[Excerpt from a dataset]

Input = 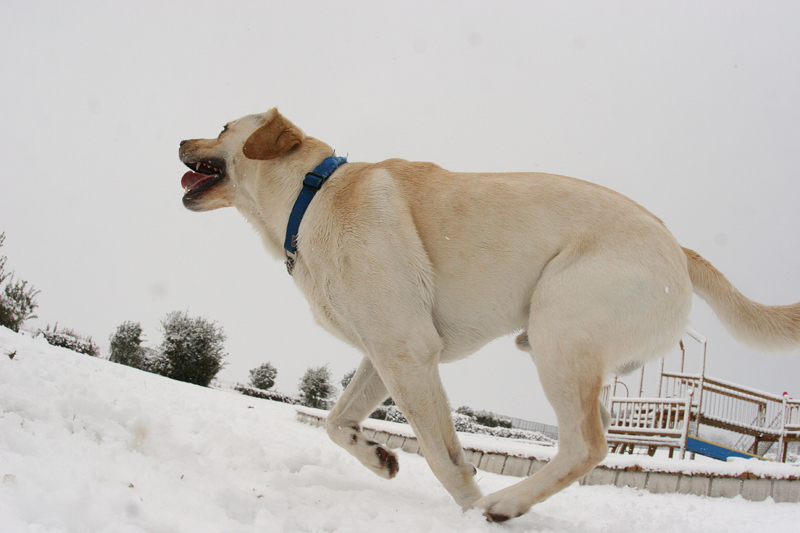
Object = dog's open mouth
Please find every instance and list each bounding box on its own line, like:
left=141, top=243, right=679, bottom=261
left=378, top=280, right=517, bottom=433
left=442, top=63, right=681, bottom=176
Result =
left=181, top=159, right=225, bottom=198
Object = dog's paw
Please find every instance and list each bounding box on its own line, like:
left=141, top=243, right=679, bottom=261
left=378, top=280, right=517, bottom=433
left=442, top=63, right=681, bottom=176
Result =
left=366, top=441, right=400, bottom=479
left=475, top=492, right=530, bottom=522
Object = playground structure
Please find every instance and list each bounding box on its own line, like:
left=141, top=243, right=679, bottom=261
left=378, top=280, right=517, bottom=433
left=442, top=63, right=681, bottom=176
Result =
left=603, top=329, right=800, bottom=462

▶ _What to do_: Put every line of the records above into a numbered list, skipping blank lines and leaving the pictures out.

▶ _Response to the task_:
1. Input = 
2. Object = dog's open mouth
3. Please find every instance and list each bounding box on its own line, like:
4. left=141, top=243, right=679, bottom=261
5. left=378, top=280, right=517, bottom=433
6. left=442, top=63, right=681, bottom=176
7. Result =
8. left=181, top=159, right=225, bottom=198
9. Object = dog's paw
10. Please find every instance and list each bounding box on its own line, like:
11. left=141, top=243, right=679, bottom=261
12. left=378, top=280, right=517, bottom=433
13. left=442, top=63, right=681, bottom=176
14. Result =
15. left=366, top=441, right=400, bottom=479
16. left=475, top=492, right=530, bottom=522
17. Object = playground structure
18. Please find every instance and list each bounding box on its own line, like:
19. left=141, top=243, right=679, bottom=261
20. left=378, top=280, right=517, bottom=433
21. left=442, top=63, right=681, bottom=176
22. Result =
23. left=603, top=329, right=800, bottom=462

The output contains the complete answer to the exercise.